Rescale the rows below by copying every line, requests included, with each coordinate in the answers multiplied by 0.6 and rounded to a whole number, halves rounded up, and the sample pair in the request left unchanged. Leave the pictures out of your reply.

▶ _Extracted records_
<<<<
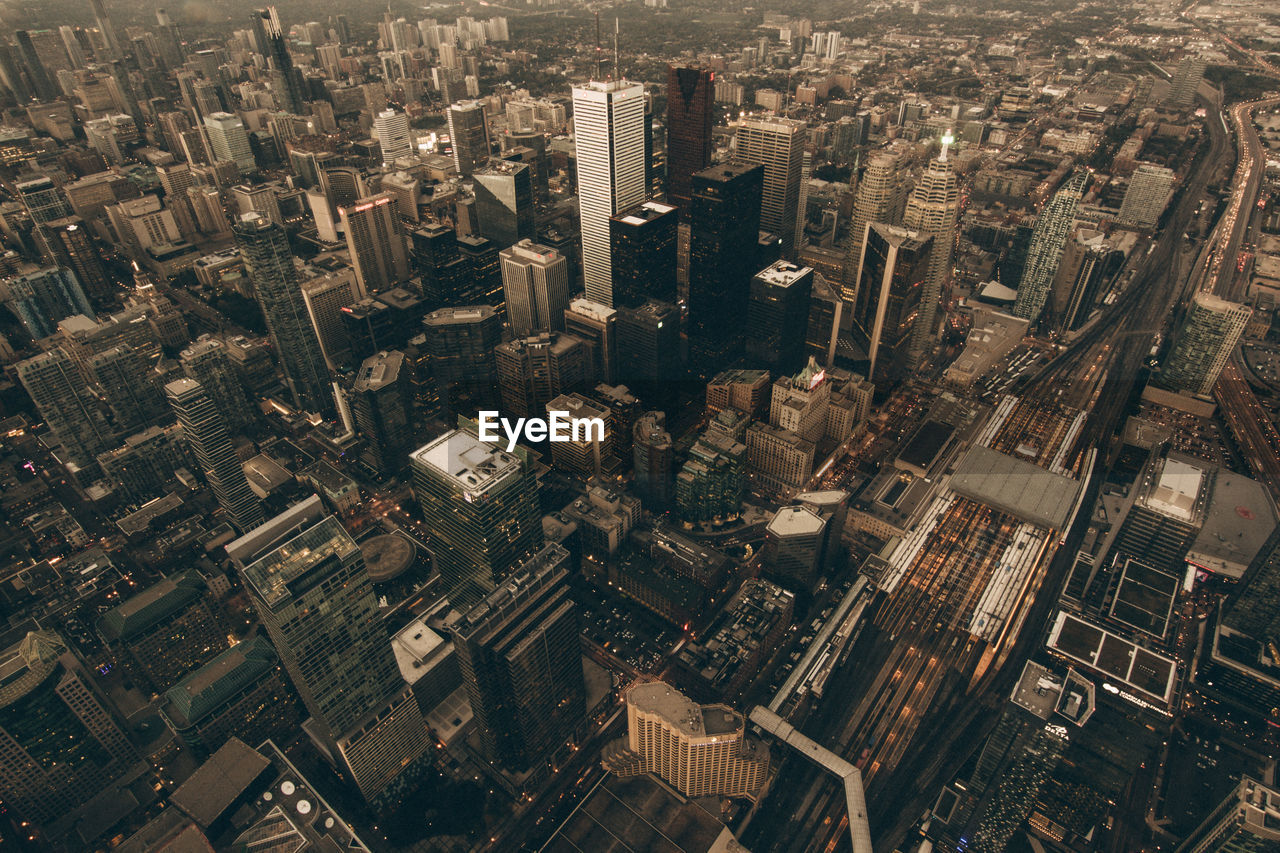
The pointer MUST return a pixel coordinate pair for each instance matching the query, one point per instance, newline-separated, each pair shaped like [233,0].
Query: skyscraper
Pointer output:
[777,316]
[723,238]
[229,141]
[469,135]
[1202,343]
[608,138]
[643,247]
[1150,188]
[535,284]
[690,109]
[777,144]
[205,429]
[894,267]
[480,505]
[375,240]
[62,744]
[73,418]
[269,264]
[393,136]
[521,662]
[380,401]
[877,200]
[932,210]
[1045,252]
[310,587]
[504,201]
>>>>
▶ _Reply_
The pointer MUST return a pixel coordinate pair for each instance matching the query, one point per instance, newline-separated, each pair shaped like [233,0].
Query: skyscraper
Pointer output:
[466,190]
[434,143]
[137,85]
[281,81]
[721,206]
[365,83]
[386,148]
[690,113]
[321,170]
[414,65]
[466,86]
[123,257]
[536,160]
[288,303]
[225,144]
[37,446]
[44,251]
[161,158]
[236,82]
[313,397]
[228,241]
[526,120]
[559,126]
[627,151]
[186,352]
[302,121]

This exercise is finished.